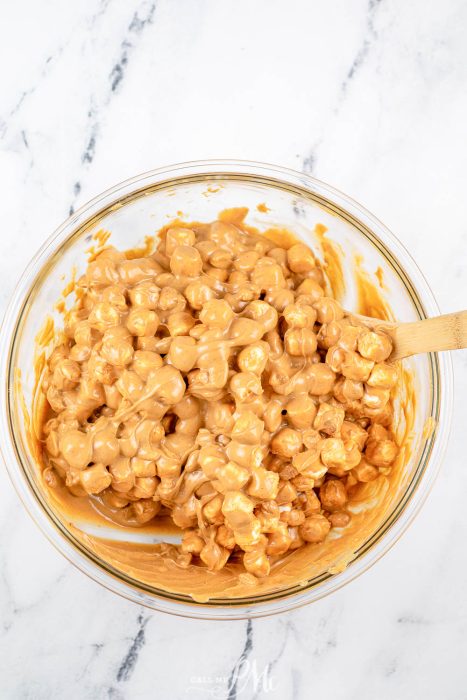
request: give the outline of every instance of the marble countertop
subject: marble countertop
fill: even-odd
[[[169,163],[303,169],[466,307],[465,0],[19,0],[0,9],[0,305],[70,211]],[[74,569],[0,470],[0,697],[465,698],[467,353],[413,526],[330,598],[252,622],[151,613]]]

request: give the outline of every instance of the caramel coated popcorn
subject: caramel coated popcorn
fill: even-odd
[[[267,576],[391,468],[391,341],[326,295],[303,243],[174,226],[77,284],[42,385],[44,478],[129,526],[169,514],[180,565]]]

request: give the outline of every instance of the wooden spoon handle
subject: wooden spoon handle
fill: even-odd
[[[392,329],[391,335],[395,340],[391,360],[423,352],[467,348],[467,311],[401,323]]]

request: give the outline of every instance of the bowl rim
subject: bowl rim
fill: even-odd
[[[93,561],[89,553],[84,553],[83,550],[79,551],[69,537],[67,538],[57,528],[49,513],[45,511],[42,503],[39,501],[37,494],[33,493],[24,466],[13,445],[14,436],[10,425],[11,416],[9,411],[9,402],[12,397],[10,389],[10,359],[14,349],[16,330],[21,320],[25,303],[34,289],[34,284],[40,271],[50,260],[51,256],[56,254],[62,245],[93,214],[97,215],[99,211],[108,208],[111,204],[121,202],[122,195],[134,196],[138,191],[146,190],[149,183],[145,186],[144,183],[147,181],[151,181],[152,184],[161,184],[169,180],[180,182],[183,181],[184,176],[193,175],[203,175],[210,179],[216,179],[216,177],[222,175],[237,175],[239,178],[241,176],[253,177],[253,179],[255,179],[255,176],[267,176],[269,179],[276,179],[280,183],[297,185],[309,193],[318,193],[321,197],[324,195],[325,198],[329,198],[330,203],[334,203],[348,212],[357,222],[360,222],[361,218],[366,220],[365,227],[371,231],[376,240],[386,250],[389,250],[407,279],[410,280],[419,297],[418,300],[421,303],[423,314],[426,315],[427,311],[429,315],[440,313],[428,282],[410,253],[396,236],[377,217],[353,198],[311,175],[278,165],[233,159],[189,161],[146,171],[117,183],[84,203],[44,241],[21,275],[10,297],[0,332],[0,381],[2,381],[2,386],[6,392],[4,401],[0,402],[0,451],[12,484],[26,511],[39,529],[68,561],[105,588],[153,610],[182,617],[226,620],[274,615],[319,600],[355,580],[391,549],[418,514],[439,472],[450,432],[453,404],[453,374],[450,353],[443,353],[442,355],[432,354],[432,357],[435,358],[437,376],[440,383],[439,415],[442,420],[433,436],[432,448],[426,467],[422,471],[412,494],[416,498],[412,497],[405,505],[403,504],[401,512],[379,537],[375,545],[370,547],[359,559],[354,560],[352,565],[344,572],[329,577],[313,588],[286,593],[272,601],[252,602],[247,605],[232,604],[231,606],[216,606],[214,604],[203,606],[195,602],[185,603],[184,601],[159,597],[154,594],[148,595],[144,591],[125,583],[109,569],[104,571],[99,562]],[[403,258],[403,262],[401,262],[401,258]],[[377,551],[375,551],[376,549]],[[310,600],[312,591],[313,596],[312,600]]]

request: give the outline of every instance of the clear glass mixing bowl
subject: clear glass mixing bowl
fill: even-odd
[[[267,208],[257,205],[265,203]],[[44,243],[28,265],[3,321],[0,348],[1,450],[11,480],[26,509],[44,534],[69,561],[115,593],[150,608],[198,618],[235,619],[270,615],[310,603],[348,583],[374,564],[407,529],[429,493],[449,433],[452,403],[450,356],[423,355],[406,360],[417,394],[406,476],[394,507],[361,544],[354,561],[341,573],[323,572],[304,586],[288,587],[241,600],[216,599],[198,604],[143,584],[97,557],[66,527],[44,496],[37,461],[28,439],[24,409],[31,412],[35,338],[63,290],[64,278],[87,264],[86,251],[98,229],[111,232],[122,249],[136,246],[182,212],[186,220],[209,221],[220,210],[247,206],[247,222],[265,229],[290,228],[312,245],[316,223],[329,229],[346,259],[355,254],[373,273],[384,273],[386,299],[395,317],[412,321],[439,313],[415,262],[388,229],[349,197],[314,178],[283,168],[250,162],[211,161],[176,165],[127,180],[104,192],[73,214]],[[350,265],[347,270],[350,272]],[[352,275],[346,279],[345,307],[355,308]],[[17,382],[21,374],[21,392]],[[432,431],[425,430],[433,419]]]

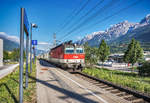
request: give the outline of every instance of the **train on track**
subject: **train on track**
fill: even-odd
[[[50,50],[47,60],[64,69],[81,69],[85,66],[84,46],[64,42]]]

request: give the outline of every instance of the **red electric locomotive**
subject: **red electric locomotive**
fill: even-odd
[[[84,47],[71,41],[62,43],[50,51],[50,62],[62,68],[82,68],[85,64]]]

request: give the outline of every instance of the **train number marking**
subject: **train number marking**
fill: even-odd
[[[73,56],[73,58],[78,58],[78,56]]]

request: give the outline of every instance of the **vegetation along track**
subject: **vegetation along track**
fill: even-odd
[[[44,61],[46,61],[46,60],[44,60]],[[46,61],[46,62],[48,62],[48,61]],[[48,62],[48,63],[50,63],[50,62]],[[55,65],[55,66],[57,66],[57,65]],[[72,69],[65,69],[65,70],[67,70],[71,74],[75,75],[76,77],[79,77],[88,82],[91,82],[94,85],[98,86],[99,88],[105,89],[106,91],[109,91],[113,95],[116,95],[119,98],[120,97],[124,98],[124,99],[130,101],[131,103],[150,103],[150,96],[147,96],[140,92],[137,92],[132,89],[125,88],[125,87],[113,84],[111,82],[101,80],[101,79],[95,78],[93,76],[84,74],[84,73],[80,72],[80,70],[76,70],[76,71],[73,71]]]
[[[107,90],[110,93],[118,97],[124,98],[125,100],[128,100],[132,103],[150,103],[150,97],[140,92],[137,92],[137,91],[134,91],[134,90],[131,90],[129,88],[125,88],[119,85],[115,85],[113,83],[89,76],[81,72],[70,72],[70,73],[75,75],[76,77],[79,77],[88,82],[91,82],[94,85],[104,90]]]

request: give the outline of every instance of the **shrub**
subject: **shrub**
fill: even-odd
[[[139,75],[150,76],[150,62],[145,62],[141,67],[138,67]]]

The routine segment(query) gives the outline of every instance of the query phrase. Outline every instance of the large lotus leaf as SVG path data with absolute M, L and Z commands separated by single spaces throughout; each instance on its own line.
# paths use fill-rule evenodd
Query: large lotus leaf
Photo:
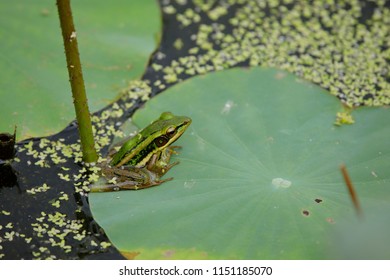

------------

Work task =
Find the lines above that contain "along" and give their count, with nothing added.

Answer to this exercise =
2